Required work |
In the records below, find the line with "(format x=707, y=532)" and the line with "Target: woman's ear". Print both exactly, along with every line between them, and no other line.

Records for this exercise |
★ ★ ★ ★ ★ ★ ★

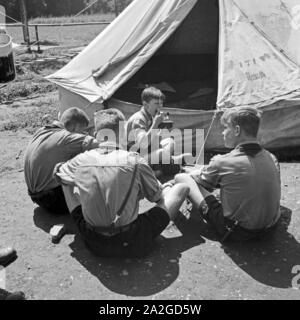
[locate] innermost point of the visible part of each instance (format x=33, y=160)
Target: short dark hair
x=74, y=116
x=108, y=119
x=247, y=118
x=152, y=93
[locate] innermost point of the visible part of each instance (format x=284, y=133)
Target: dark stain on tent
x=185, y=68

★ ★ ★ ★ ★ ★ ★

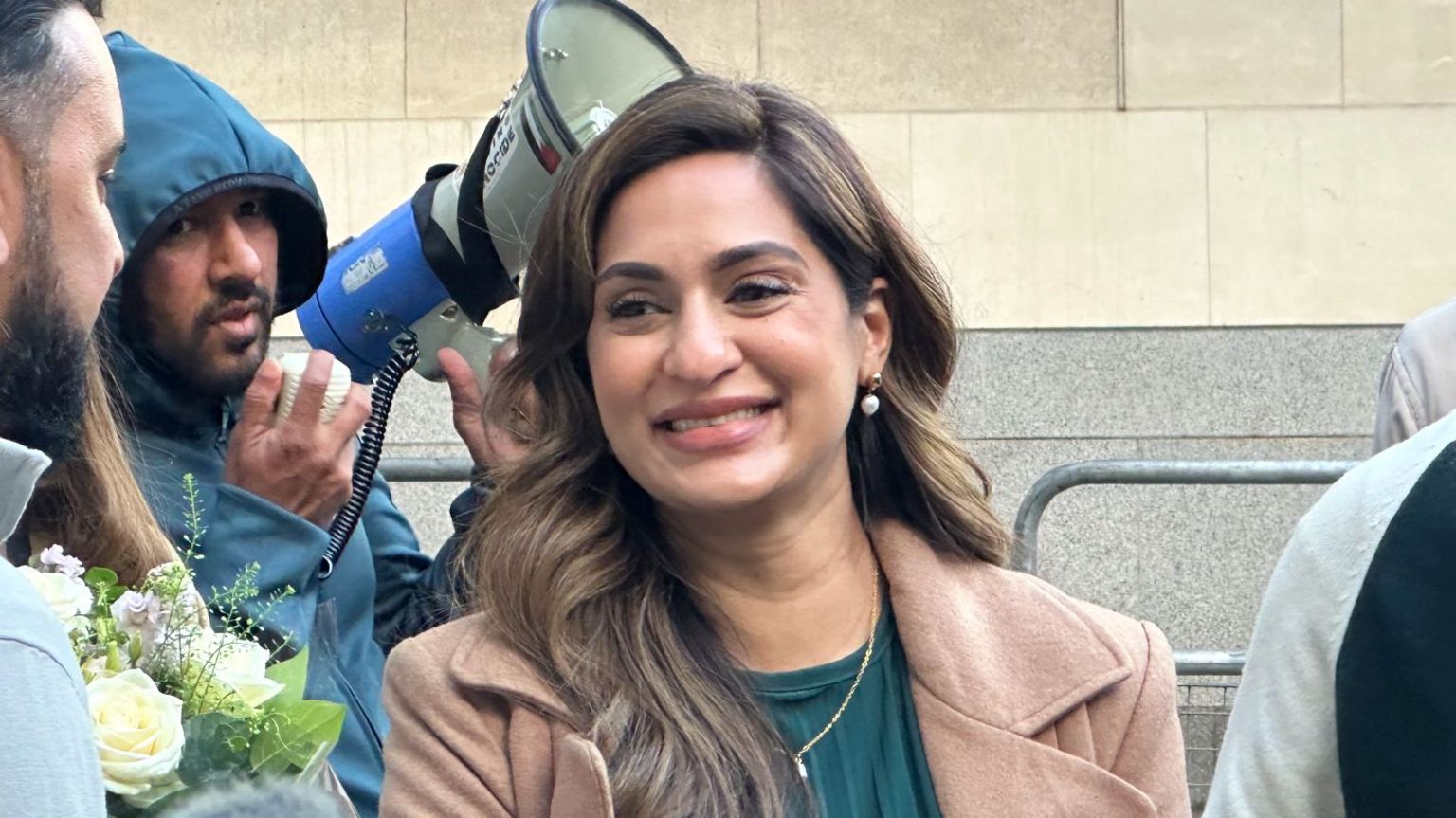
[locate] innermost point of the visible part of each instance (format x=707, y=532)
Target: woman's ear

★ ★ ★ ★ ★ ★ ★

Result for this exercise |
[locate] innermost point of the visible part of each instance (format x=707, y=532)
Target: woman's ear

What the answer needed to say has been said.